#### EXERCISE TEXT
* * * * * * * * *
There is a Baha’i metaphor of ‘Progressive Revelation’ as a sort of relay race with fire.
The lamp of revelation is passed from one runner to another, as one revealed religion succeeds another in its proper time. So Isa was a true prophet for his time, but passed the lamp on to Muhammad, and likewise Muhammad was a true prophet for his time, but it came to an end when he in turn passed the lamp of revelation on to Baha’ullah, bearer of the proper revelation for his time (which is ours).
Needless to say, when I first encountered this metaphor I recoiled from it strongly.
It is somewhat disingenuous to claim to cleave root and branch to the essential unity of all religions, but have this picture of one ineluctably and properly giving way to the next. Any Jew-slaughtering Crusader in the Rhineland, up to his knees in gore back in 1096, would surely agree. ‘Aye, the revelation of Moses was good enough then, but times have moved on, eh?’ (Hack, slash, pitiful cry for mercy, stomp, splat)
* * * * * * * * *
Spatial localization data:
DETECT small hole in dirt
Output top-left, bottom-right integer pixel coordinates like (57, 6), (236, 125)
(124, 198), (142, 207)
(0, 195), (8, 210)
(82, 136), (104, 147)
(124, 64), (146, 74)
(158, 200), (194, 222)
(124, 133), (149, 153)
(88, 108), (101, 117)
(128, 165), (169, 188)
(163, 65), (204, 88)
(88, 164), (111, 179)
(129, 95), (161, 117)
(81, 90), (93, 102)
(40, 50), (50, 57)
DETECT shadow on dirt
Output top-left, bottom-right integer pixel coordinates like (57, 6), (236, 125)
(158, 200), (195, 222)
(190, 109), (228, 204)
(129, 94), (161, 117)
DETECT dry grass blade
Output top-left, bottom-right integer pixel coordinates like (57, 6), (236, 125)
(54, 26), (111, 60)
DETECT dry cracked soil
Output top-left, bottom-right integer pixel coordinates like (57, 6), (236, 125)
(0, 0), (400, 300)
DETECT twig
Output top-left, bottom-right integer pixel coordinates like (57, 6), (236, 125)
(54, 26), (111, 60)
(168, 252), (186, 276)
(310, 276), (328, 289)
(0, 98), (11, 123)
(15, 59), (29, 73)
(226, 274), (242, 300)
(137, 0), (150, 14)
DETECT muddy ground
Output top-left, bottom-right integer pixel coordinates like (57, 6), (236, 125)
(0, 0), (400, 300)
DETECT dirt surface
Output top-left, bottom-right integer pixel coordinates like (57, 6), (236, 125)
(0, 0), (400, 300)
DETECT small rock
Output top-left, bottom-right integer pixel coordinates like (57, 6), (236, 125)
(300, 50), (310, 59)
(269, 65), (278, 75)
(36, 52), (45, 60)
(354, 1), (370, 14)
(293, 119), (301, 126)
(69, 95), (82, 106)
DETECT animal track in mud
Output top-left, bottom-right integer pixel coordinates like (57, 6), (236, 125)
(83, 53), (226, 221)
* * * * * * * * *
#### SET OF TASKS
A. Rewrite the stretch of the passage on the Baha'i relay-race metaphor from "Needless to say, when" through "mercy, stomp, splat)", replacing "recoiled" with "flinched".
B. In the passage on the Baha'i relay-race metaphor, who receives the lamp of revelation from Muhammad?
C. Carry the passage on the Baha'i relay-race metaphor forward from its last sentence.

#### EXPECTED RESPONSES
A.
Needless to say, when I first encountered this metaphor I flinched from it strongly.
It is somewhat disingenuous to claim to cleave root and branch to the essential unity of all religions, but have this picture of one ineluctably and properly giving way to the next. Any Jew-slaughtering Crusader in the Rhineland, up to his knees in gore back in 1096, would surely agree. ‘Aye, the revelation of Moses was good enough then, but times have moved on, eh?’ (Hack, slash, pitiful cry for mercy, stomp, splat)

B. Baha'ullah

C.
I think most any observer of history would agree that the vast majority of the achievements of Christianity, for good and ill, and the most complete and self-consistent expositions of Christian thought., were after the life of Muhammad. Most observers of history would probably agree with me that the greatest achievements of Judaism, and the most complete and self-consistent expositions of Jewish thought, were after the life of Christ. It did not seem credible that these religions would persist and develop and achieve things, if the light of revelation had ‘moved on’. There’s that bit of Acts I quote all the time: ‘If their purpose or activity is of human origin, it will fail. But if it is from God, you will not be able to stop these men, you will only find yourselves fighting against God.’
My counter-metaphor was of plants in a garden. Actually, I think my first metaphor was of a glove, but that did not turn out so well. No religion owns the light. It is not passed from one to another. They are all down here, striving toward the light, which is up there. Each revealed religion is not meant to stay the same. Each revealed religion is planted like a seed, and is meant to grow and develop. Each religion is nourished by and grows towards the same sun; each religion is composed of many parts, most of which are useful and necessary, some of which may be diseased or superfluous. They are, all of them, clearly still a long way from the sun. It will be valid to say that some of them are, on average, closer to the source of light; it will be valid to say that parts of each one are closer or further away from the source of light. It will be probable that bits of different plants will actually be closer to one another than they are to different parts of the same plant. These are all bits of the metaphor that are meant to be there.
Does that sound dreadfully relativist and wishy-washy? Maybe it is, a bit. But implicit in it is the idea that there is an objective scale by which we can say one religion is on average better than another, even if we don't have access to that objective scale. And that some bits of each religion are objectively functional and good, and others are dysfunctional and bad.